**Data supplied**
○ ○ ○ ○

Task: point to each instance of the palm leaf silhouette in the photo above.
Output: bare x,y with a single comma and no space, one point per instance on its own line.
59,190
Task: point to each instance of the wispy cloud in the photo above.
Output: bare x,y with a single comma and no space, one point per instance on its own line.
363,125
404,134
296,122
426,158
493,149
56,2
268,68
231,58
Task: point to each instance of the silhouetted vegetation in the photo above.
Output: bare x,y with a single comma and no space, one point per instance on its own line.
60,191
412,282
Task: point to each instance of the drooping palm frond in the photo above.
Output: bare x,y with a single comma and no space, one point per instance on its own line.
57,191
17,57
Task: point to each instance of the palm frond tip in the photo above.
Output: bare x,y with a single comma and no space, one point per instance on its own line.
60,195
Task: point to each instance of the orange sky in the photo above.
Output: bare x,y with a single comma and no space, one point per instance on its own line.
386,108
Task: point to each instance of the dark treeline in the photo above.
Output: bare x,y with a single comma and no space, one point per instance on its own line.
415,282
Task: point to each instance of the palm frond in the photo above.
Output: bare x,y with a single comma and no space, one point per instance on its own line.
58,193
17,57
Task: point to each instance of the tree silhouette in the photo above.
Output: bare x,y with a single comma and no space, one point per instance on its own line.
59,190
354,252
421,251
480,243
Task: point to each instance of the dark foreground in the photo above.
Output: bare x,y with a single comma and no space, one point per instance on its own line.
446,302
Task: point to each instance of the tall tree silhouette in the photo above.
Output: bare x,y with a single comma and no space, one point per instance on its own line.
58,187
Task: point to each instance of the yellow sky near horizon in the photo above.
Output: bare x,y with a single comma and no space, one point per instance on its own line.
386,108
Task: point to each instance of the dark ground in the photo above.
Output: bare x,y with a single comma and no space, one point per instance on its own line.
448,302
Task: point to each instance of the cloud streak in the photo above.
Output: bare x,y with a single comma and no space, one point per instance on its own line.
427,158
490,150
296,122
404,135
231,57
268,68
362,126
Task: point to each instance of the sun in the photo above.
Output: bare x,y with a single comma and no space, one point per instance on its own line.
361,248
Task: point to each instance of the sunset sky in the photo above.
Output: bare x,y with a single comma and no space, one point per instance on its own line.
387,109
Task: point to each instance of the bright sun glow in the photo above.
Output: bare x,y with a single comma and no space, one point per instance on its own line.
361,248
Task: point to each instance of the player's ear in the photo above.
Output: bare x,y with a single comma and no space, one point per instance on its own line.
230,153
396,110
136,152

○ ○ ○ ○

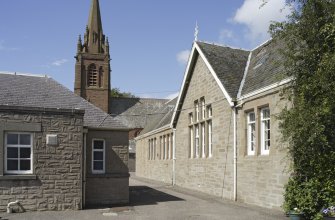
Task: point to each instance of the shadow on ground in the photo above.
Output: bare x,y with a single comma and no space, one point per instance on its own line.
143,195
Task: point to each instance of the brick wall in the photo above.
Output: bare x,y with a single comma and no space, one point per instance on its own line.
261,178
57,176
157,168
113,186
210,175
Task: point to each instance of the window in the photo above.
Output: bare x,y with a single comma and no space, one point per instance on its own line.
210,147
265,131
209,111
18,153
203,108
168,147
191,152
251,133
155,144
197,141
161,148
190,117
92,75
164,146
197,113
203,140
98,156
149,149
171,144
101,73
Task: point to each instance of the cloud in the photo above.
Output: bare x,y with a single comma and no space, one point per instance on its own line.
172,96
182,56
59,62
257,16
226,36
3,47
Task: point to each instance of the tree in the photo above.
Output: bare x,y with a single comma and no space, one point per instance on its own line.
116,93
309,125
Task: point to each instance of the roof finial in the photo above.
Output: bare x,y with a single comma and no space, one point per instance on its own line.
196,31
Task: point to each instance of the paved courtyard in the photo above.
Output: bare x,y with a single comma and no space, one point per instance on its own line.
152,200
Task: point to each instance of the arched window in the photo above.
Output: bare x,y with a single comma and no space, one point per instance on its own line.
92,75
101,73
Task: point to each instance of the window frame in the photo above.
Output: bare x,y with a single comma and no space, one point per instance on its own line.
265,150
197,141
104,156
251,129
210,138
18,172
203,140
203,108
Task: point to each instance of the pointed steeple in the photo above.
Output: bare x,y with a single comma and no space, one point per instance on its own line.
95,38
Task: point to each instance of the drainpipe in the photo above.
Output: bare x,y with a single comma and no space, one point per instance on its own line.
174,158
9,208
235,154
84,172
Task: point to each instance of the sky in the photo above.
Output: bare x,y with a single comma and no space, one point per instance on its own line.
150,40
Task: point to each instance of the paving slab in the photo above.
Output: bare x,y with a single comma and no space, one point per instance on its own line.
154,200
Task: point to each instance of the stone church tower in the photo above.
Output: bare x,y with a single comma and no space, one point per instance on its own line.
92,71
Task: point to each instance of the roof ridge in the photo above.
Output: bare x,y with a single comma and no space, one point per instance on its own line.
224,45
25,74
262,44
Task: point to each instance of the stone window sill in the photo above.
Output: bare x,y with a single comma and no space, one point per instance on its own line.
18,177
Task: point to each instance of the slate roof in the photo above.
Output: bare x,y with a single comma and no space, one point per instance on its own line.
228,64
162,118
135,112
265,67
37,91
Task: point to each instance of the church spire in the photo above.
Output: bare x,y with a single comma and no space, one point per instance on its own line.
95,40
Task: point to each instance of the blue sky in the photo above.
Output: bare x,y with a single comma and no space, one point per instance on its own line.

○ ○ ○ ○

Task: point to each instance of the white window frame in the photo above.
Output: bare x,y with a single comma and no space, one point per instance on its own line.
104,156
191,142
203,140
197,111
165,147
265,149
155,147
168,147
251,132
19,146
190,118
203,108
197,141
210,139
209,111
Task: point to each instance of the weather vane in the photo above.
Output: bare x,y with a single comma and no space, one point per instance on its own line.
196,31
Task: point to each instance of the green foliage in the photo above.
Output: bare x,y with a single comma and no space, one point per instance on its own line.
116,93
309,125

○ ○ ○ ○

**Your task**
List each line of the records above that includes the word "window".

**Solution to this task**
Task: point to each instance of the window in the photo above.
Task: point to each instance of the arched window in the photo above.
Task: point to each instance of the window frame in the photo above.
Task: point to each instance of the stone window sill in the photo above.
Task: point to each instance of the white window frame in the photo above.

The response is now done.